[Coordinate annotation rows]
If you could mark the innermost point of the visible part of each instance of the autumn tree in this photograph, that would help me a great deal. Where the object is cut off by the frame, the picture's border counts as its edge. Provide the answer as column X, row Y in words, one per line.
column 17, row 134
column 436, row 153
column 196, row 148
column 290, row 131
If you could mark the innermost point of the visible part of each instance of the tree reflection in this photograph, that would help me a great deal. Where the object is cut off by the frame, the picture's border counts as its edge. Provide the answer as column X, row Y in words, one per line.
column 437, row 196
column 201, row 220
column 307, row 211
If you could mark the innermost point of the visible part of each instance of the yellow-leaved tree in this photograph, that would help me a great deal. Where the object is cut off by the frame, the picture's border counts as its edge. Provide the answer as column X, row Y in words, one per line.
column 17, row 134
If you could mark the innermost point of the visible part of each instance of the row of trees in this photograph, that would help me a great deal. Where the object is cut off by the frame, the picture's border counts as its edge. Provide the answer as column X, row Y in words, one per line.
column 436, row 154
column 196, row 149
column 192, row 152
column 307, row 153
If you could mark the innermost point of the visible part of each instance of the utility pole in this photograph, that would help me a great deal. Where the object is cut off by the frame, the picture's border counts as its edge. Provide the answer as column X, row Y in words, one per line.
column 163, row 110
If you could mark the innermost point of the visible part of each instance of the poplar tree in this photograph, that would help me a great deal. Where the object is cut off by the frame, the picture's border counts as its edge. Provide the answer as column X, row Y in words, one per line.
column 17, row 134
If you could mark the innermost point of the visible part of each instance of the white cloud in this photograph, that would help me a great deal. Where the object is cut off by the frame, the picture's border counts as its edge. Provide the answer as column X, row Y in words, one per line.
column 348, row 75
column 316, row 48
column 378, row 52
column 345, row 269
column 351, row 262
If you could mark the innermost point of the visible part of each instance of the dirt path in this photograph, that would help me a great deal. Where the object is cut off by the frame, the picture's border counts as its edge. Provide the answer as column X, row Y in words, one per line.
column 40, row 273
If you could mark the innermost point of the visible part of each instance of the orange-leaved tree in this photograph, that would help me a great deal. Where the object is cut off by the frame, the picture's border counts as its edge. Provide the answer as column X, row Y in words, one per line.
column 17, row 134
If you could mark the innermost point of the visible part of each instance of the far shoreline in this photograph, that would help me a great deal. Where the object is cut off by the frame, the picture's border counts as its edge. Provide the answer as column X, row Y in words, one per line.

- **TO DO**:
Reproduce word for word everything from the start of the rows down to and including the line that contains "column 290, row 131".

- **COMPLETED TASK**:
If you could mark the innermost point of the visible part of each instance of the autumn tree in this photograph, that would help me a great deal. Where the object is cut off by the frame, the picture's border counts as its edge. Provide the answer as column X, row Y in words, one per line.
column 17, row 134
column 436, row 153
column 196, row 148
column 290, row 131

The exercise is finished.